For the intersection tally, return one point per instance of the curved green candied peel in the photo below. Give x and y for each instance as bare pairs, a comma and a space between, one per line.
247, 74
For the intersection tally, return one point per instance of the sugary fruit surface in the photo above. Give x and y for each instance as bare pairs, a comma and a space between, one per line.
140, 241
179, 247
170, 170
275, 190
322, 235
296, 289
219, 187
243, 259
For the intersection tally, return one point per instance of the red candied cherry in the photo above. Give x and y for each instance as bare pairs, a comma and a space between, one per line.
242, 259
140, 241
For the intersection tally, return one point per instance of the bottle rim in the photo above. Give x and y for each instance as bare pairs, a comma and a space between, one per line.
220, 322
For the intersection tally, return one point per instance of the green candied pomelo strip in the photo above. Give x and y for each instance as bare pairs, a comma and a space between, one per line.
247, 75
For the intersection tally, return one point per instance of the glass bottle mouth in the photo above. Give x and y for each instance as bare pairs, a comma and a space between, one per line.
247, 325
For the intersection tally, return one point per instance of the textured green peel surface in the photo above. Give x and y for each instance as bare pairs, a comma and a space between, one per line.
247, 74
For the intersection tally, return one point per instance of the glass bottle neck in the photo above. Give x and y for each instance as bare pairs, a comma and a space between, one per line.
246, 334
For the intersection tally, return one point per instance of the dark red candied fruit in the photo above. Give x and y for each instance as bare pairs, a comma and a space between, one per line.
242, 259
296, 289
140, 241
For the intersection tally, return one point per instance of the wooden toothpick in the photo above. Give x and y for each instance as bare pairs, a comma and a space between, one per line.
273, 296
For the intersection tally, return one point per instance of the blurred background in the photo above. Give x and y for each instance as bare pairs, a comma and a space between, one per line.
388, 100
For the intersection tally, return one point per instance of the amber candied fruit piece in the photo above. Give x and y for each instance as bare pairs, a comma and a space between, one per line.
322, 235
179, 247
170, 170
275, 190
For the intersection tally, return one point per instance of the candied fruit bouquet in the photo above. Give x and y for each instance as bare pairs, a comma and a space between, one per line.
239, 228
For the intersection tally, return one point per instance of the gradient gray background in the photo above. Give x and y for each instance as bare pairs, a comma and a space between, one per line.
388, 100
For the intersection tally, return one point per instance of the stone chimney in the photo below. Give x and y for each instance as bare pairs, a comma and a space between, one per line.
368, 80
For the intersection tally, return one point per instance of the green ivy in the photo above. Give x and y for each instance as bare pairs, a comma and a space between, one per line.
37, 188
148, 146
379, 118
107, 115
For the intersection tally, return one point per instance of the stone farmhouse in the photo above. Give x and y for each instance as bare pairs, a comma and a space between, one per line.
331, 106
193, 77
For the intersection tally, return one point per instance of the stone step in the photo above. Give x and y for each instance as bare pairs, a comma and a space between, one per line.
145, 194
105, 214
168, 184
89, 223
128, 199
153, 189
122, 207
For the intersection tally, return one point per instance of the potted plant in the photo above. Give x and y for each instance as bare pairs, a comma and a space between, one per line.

TASK PROMPT
All the data must be duplicated exactly, with nothing added or removed.

SOLUTION TO THIS EXERCISE
For the intersection tally, return one point per instance of the curved green candied peel in the photo below. Give x and y for each instance as bare pairs, a comma and a space between, one per line.
247, 74
For the intersection tally, return one point per instance of the sugary fruit surface in the photo above. Give x and y for each instance as bare pairs, a comma and a space between, one per line.
140, 241
179, 247
170, 170
275, 190
322, 235
296, 289
219, 187
243, 259
For the intersection tally, return one point per instance of the red candied cherry in the photo above. Give x and y for each instance as bare pairs, a comma and a space between, one per line.
242, 259
140, 241
For the intersection tally, return one point per instance of the bottle rim in the photo above. Give x and y for each instance as bare pairs, a comma and a space between, one per line.
220, 322
For the intersection tally, return one point per instance of the green candied pomelo strip in the photo above. Give x and y for each instance as bare pairs, a comma and a space between, one per line.
247, 75
For the intersection tally, return one point per instance of the glass bottle mouth in the photo above. Give x and y for each instance as bare pairs, a comma and a space between, one per line.
247, 325
For the intersection tally, return one point per instance of the textured green peel surface in the photo above. Give x and y for each instance as bare pairs, a comma and a space between, one per line.
247, 74
For the intersection tally, return one point per instance of the glass bottle neck in the photo above. Give x and y for each instance as bare pairs, a comma and a space between, one per line.
246, 334
For the intersection tally, return one point per instance of the dark red candied fruit in the photo above. Give x and y for each instance as bare pairs, a comma and a space between, one per line.
242, 259
296, 289
140, 241
For the intersection tally, return one point per instance of the wooden toothpick in the photo above. Give x and y for each instance as bare pairs, a comma and a space between, one per line.
273, 296
For the intersection tally, return one point per instance of the blurred background in the photo above. Give x and y for each instance as bare pairs, a comma and a space between, one per line.
388, 100
For the intersection tally, return one point per instance of the amber candied fruit piece in the photo above. Give x and y for each instance as bare pairs, a comma and a space between, one per line.
322, 235
179, 247
170, 170
275, 190
For the intersection tally, return one point per instance of the candied fruit bouquet in the photo above. Give x and y for each instance as bare pairs, a comma and a space between, one per line.
239, 228
For the intersection tally, return one point per instance of the gradient gray background in the photo above. Give x and y for each instance as bare pairs, a comma and a space between, one per line.
388, 100
For the intersection tally, return one point per instance of the stone chimney in the photo below. Give x and y for each instance as bare pairs, a comma and a space between, one per line.
368, 80
For the intersection tally, return one point per instance of the green ivy in the photo above. Give x and y for each instance as bare pairs, a comma and a space between, one per line.
37, 188
148, 146
379, 118
107, 115
For the intersection tally, return one point per instance of the stone farmhouse in the photo above. Give x and y for each instance as bare pairs, a comma and a space between, one per line.
331, 106
193, 77
For the intersection tally, return one point per instance of the stone step in the photo above. Give x and y for each instance as bare pairs, a comma and a space between, one per line.
145, 194
105, 214
168, 184
89, 223
128, 199
153, 189
122, 207
For the intersection tally, return one point per instance of the potted plant in the photo above. Give x and y for each instance as bare pairs, a comma and a space between, one per line.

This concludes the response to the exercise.